--- start of Text block ---
She was drawn to Bosnia, she said, as a way to help those who had lost their limbs by stepping on unexploded land mines, some of which she saw littering a dirt path near the bridge. Ninety percent of land mine victims are women and children, Shinn told the audience at COA. “I thought, ‘Wow, I should be able to raise some money for them,’ she said. ‘A single mother with no legs!’”
Initially, Shinn wrote essays, short stories and a novel because she “wanted to protect people” from the harsh details of her personal story. She settled on a memoir only after an editor told her that her story “was too unbelievable for fiction.” When it came down to the revision and editing process, she was finally able to put her nose to the grindstone.
Shinn had earned a Master of Fine Arts degree at Hollins University in Roanoke, Va. and had worked for years as an adjunct writing professor. She has been published in numerous publications, including the New York Times.
“I finished this version of the book in 31 days,” she said. “I wept, I laughed…so everything you feel in the book, I had to go through it all again.”
That included sexual assault, physical abuse, a stillbirth, divorce, among other difficulties she described. At the same time, Shinn said her travels provided tremendous experiences, friendships and opportunities for herself and her daughter, who is now 25. (Shinn has another child, a 17-year-old son.)
--- end of Text block ---
--- start of Dataset excerpt ---
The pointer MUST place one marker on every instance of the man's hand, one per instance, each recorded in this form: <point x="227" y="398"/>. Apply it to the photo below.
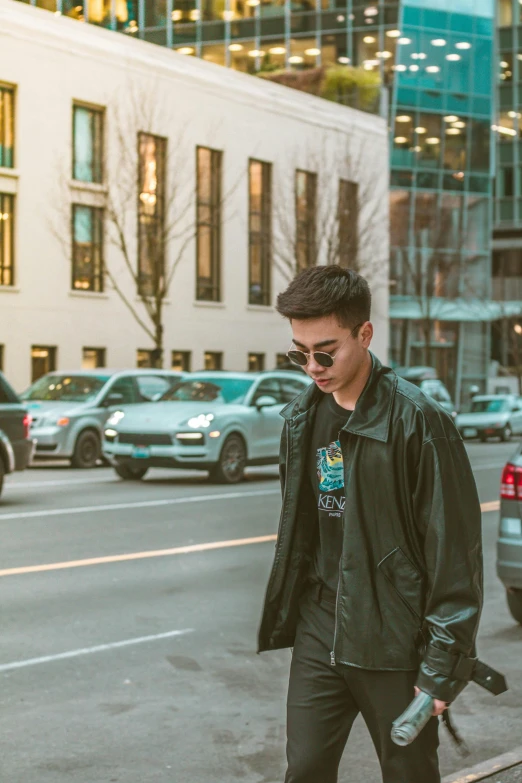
--- end of Dataset excerpt ---
→ **Tasks for this exercise**
1. In the passage about Shinn's memoir, how many days did it take her to finish this version of the book?
2. Carry on the passage about Shinn's memoir, picking up right after its last sentence.

→ **Expected outputs**
1. 31 days.

2.
“The major theme of my book is compassion,” Shinn says. “Nobody’s a villain in my book — even in war.” And she credits the act of writing her memoir for helping her put it all, the bad and the good, in perspective, to see the connections in life, and to heal.
“I think we’re desperate for healing,” she said, “and the only way to heal is to share stories. I had to learn to sit presently with my pain. I didn’t want to hide from it. This is who I am; this is what I did.”
She is already working on her next book about living through Hurricane Dorian in 2019, which devastated Ocracoke with seven-foot floods from storm surge.
“It’s about trauma, resilience and loss,” Shinn said, adding jokingly, “I might get kicked off the island.”